*JOB*: Reproduce the records below exactly as they appear, omitting any pictures they contain.

Lines of data:
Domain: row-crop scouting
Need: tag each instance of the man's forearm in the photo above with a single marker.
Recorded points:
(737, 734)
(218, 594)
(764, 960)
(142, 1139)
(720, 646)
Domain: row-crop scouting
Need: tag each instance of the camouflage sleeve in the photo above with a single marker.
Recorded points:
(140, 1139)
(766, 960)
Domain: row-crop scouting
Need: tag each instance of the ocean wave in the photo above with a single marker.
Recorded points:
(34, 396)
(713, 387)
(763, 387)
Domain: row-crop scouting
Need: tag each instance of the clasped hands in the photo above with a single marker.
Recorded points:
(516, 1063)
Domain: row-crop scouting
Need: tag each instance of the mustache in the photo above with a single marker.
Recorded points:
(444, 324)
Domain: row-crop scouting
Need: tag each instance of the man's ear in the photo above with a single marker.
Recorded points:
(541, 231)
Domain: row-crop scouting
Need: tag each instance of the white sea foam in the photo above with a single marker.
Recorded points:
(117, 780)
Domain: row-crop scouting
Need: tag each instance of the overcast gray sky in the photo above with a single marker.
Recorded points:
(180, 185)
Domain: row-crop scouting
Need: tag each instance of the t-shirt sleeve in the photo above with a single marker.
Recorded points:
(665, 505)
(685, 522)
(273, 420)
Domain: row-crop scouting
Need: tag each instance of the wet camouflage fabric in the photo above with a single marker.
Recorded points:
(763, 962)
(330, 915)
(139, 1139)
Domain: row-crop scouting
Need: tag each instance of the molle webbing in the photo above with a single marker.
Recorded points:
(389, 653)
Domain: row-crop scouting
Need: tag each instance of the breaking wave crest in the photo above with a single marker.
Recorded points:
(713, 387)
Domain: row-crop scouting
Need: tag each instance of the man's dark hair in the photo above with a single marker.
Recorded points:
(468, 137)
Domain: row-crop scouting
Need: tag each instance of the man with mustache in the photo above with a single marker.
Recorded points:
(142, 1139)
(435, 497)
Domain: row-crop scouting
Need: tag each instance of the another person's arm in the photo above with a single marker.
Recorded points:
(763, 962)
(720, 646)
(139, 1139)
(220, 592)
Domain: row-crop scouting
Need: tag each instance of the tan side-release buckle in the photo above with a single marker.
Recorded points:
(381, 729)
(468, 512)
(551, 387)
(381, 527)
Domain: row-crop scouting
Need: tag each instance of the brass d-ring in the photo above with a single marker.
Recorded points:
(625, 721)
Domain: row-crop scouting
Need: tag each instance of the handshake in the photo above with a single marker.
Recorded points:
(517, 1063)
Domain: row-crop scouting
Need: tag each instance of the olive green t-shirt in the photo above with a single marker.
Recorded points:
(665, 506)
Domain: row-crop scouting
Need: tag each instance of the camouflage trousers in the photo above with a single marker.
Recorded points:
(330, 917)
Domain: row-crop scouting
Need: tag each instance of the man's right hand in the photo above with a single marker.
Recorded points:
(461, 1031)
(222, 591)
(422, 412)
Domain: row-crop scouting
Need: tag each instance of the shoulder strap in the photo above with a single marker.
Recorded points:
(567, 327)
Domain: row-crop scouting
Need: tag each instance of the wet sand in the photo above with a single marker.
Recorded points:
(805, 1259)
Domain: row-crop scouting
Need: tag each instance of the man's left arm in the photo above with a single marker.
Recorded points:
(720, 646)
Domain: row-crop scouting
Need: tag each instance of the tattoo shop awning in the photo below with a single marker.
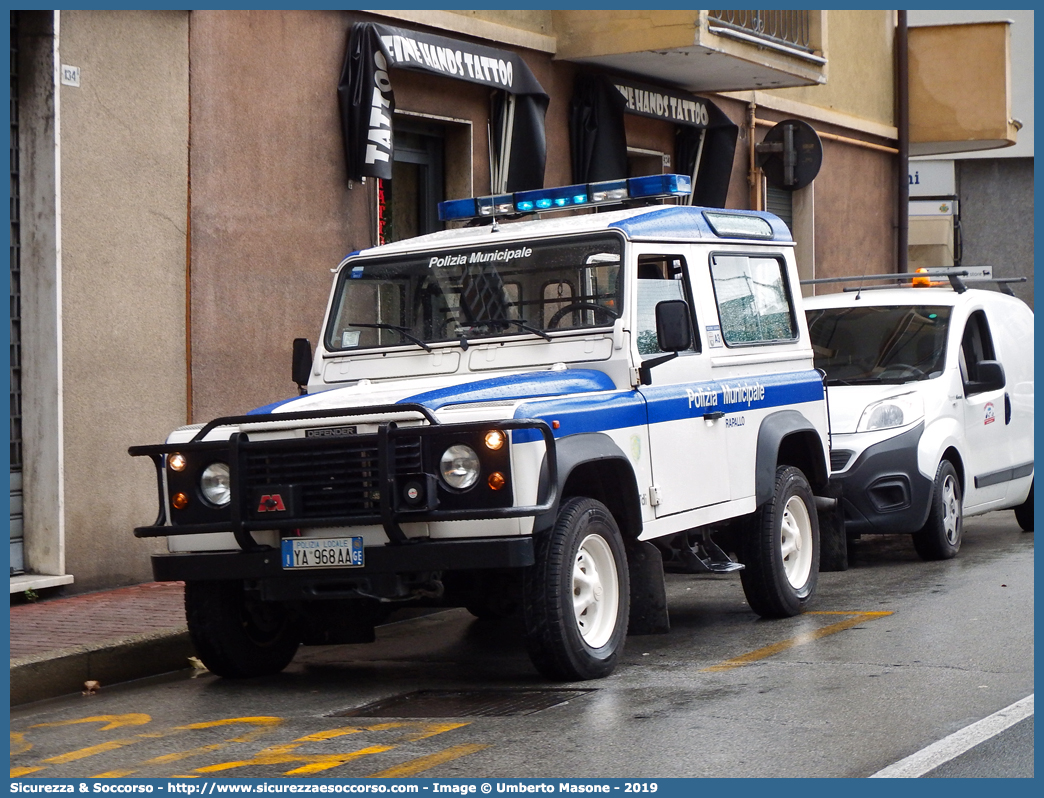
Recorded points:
(366, 100)
(705, 143)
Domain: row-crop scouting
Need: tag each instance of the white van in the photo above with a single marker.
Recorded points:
(931, 406)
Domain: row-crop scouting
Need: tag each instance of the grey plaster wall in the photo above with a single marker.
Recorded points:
(123, 232)
(997, 217)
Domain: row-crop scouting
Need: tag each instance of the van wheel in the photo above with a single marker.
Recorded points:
(782, 548)
(940, 538)
(237, 636)
(576, 595)
(1024, 512)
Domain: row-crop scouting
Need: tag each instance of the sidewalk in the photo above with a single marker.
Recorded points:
(108, 636)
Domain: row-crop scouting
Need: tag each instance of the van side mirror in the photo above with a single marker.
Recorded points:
(989, 376)
(302, 366)
(673, 331)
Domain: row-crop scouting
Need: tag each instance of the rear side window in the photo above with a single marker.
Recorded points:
(753, 300)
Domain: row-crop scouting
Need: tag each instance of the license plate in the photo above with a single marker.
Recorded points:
(322, 553)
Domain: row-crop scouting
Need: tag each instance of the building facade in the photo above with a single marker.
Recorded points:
(185, 186)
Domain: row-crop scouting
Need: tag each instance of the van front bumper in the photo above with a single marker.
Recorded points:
(883, 491)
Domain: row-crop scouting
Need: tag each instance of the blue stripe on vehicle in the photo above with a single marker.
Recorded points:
(526, 385)
(273, 406)
(657, 404)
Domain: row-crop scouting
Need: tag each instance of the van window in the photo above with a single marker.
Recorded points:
(976, 346)
(753, 301)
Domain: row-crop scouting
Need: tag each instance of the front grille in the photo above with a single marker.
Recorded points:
(334, 477)
(839, 460)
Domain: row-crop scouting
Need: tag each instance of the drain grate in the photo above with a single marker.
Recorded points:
(464, 703)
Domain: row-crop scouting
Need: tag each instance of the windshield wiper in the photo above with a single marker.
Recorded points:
(521, 323)
(404, 331)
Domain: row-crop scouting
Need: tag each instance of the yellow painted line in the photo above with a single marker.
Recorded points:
(111, 721)
(17, 772)
(19, 744)
(287, 753)
(422, 764)
(805, 637)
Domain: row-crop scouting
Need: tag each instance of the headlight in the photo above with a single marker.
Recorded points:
(896, 412)
(214, 484)
(459, 466)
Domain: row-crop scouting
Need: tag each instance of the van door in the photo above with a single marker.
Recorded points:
(687, 444)
(989, 452)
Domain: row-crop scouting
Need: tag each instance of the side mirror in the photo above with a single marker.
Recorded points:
(302, 367)
(673, 333)
(990, 376)
(673, 330)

*SOLUTION FOR THIS EXERCISE*:
Domain: row-crop scouting
Need: tag each instance of the man's forearm in the photo above with a single marker.
Recorded points:
(737, 734)
(218, 594)
(764, 960)
(142, 1139)
(720, 646)
Domain: row-crop scouting
Need: tag each instance of the camouflage sleeve in the photo above with a single marker.
Recorded points:
(140, 1139)
(766, 960)
Domain: row-crop scouting
Need: tag each instance of the ocean wave in the photo above with a single marker.
Recorded points:
(34, 396)
(713, 387)
(763, 387)
Domain: row-crop scouting
Need: tag each instance of the clasped hands in the photo above with a single marker.
Recorded points:
(516, 1063)
Domain: row-crop scouting
Need: tag each instance of the mustache in the photo above with a single marker.
Recorded points:
(444, 324)
Domain: row-crop scouting
Need: tag each instance of the man's ear in the photo above with a single marker.
Recorded points:
(541, 231)
Domain: row-crop scouting
Need: tag each instance of the white sea foam in the photo above with a single marker.
Recorded points:
(117, 780)
Domain: row-crop scouting
Need: tag each instance of the overcast gray sky in the photo above with a single marker.
Recorded points:
(180, 185)
Domain: row-crop scouting
Need: tag each instance of the t-shirt sleeve in the photo above with a single marker.
Recorded points:
(665, 505)
(685, 522)
(273, 420)
Domain: row-crop scouting
Need: tag each instance of the wet camouflage fabric in the photo above with a single marker.
Recorded points:
(763, 962)
(330, 915)
(139, 1139)
Domain: row-crop scouting
Need: tag each instance of the molle webbing in the photo above with a single marker.
Recorded points:
(389, 653)
Domain: row-crop scouting
Need: tag each instance of the breaking wave crest in the photo above with a single marker.
Recorded points:
(713, 387)
Domain: row-crop scouting
Need: tag each instance of the man's dark hair in the photo above with a single marker.
Recorded points:
(468, 137)
Domain: row-crop scouting
Need: tag each instance of the man with mustache in the photo above with a single marker.
Recorded points:
(142, 1139)
(435, 497)
Domain: row-crop scouting
Need: tag each instance of the another person's arm in the photo above with a single marker.
Recorded points:
(763, 962)
(720, 646)
(139, 1139)
(220, 592)
Domain: row-crop scouting
Need: tag each instance of the tan side-release buckle in the photo above with a single marker.
Recorded points:
(381, 729)
(468, 512)
(551, 387)
(381, 527)
Domain: row-crop scouting
Need: tag each instance of the brass d-ring in the photo above with a single marker.
Recorded points:
(625, 721)
Domain: row-crop scouting
Need: tag each instance of the handshake in the photo above with a single marker.
Recorded points:
(517, 1063)
Domain: row-crop scouting
Need: tag each instance of the olive green t-shirt in the photo above with a single marker.
Recorded points:
(665, 506)
Domain: row-crop scouting
Need: tag each instance of the camouflage trousers in the photo above with a single marker.
Recorded points:
(330, 917)
Domain: row-crop scouting
Need: tag each instance of the man's right hand in the photo above with a single marker.
Recorded points:
(461, 1031)
(222, 591)
(422, 412)
Domain: row-crop scouting
Need: tag each instance of the shoulder strap in the photo above with a single marker.
Recorded points:
(567, 327)
Domain: row-crop scouting
Need: tag each instance of the wet sand in the photo above with a single marker.
Recorded points:
(805, 1259)
Domain: row-crop scouting
Need: tag each instance of the man's left arm in the photo above with a single marker.
Recorded points:
(720, 646)
Domain: row-crop scouting
Need: tag each instance of the tattoo shop awning in the photo below with a single marker.
Recorded points:
(366, 100)
(705, 143)
Domain: row-crop scouting
Need: tag each instance of the white van in the photo above with a single marker.
Recorded points:
(931, 406)
Domain: row-crop scouting
Need: tag each instance of the grey plaster wall in the photo above with a single marker.
Recorded points:
(123, 232)
(997, 217)
Domain: row-crop scouting
Need: tag each instance of the van wheel in the photo above with a single marker.
Recorded points:
(782, 548)
(940, 538)
(237, 636)
(576, 595)
(1024, 512)
Domain: row-crop scouting
Need: tag each instance of the sidewalk in the photo above with a single marker.
Recorded points:
(108, 636)
Domain: row-crop scouting
Need: tag each instance of the van side mirror in the photo above with a single marker.
Recorded points:
(989, 376)
(302, 366)
(673, 331)
Domain: row-crop scouting
Need: tag each instance of the rear side window in the photo above with a single marker.
Recorded points:
(753, 300)
Domain: row-crop scouting
Need: tag each instance of the license plate in the photo above with a single marker.
Recorded points:
(322, 553)
Domain: row-crop scouting
Need: tag each instance of the building facade in the photo above with a single marker.
Recorded points:
(185, 186)
Domain: row-crop scouting
Need: tag each instance of the van front bumper in the photo above with a single marker.
Recorded points:
(883, 491)
Domain: row-crop scouting
Need: tag each instance of the blue stripe on vehicle in the photo above with a single marker.
Recorded points:
(526, 385)
(273, 406)
(657, 404)
Domain: row-crop scouting
Need: tag each instance of the van window in the photo above with a single marker.
Recorded points:
(976, 346)
(753, 301)
Domain: row-crop scouting
Need: tag each instance of the front grille in the photo above with a single marker.
Recorded points:
(334, 477)
(839, 460)
Domain: row-crop scouting
Need: tag each instance of the drain grate in the photo above with a single marker.
Recorded points:
(464, 703)
Domain: row-crop scouting
Need: tag each instance of the windshield wiper in the photo above with a single marker.
Recorded points:
(521, 323)
(404, 331)
Domain: row-crop scouting
Need: tag each instance of the yellow painted line in the photo above with a single marker.
Recorded points:
(111, 721)
(17, 772)
(19, 744)
(287, 753)
(422, 764)
(805, 637)
Domain: row-crop scouting
Need: tag each instance of the headlight in the photo above with a single marker.
Recorded points:
(896, 412)
(214, 484)
(459, 466)
Domain: row-crop scouting
Need: tag each instance of the van door in the photo above with a single marker.
Recorded points:
(687, 444)
(989, 452)
Domain: row-crop scouting
Need: tag each instance of the side mirror in the photo above with a single marker.
Recorded points:
(302, 367)
(673, 333)
(990, 376)
(673, 330)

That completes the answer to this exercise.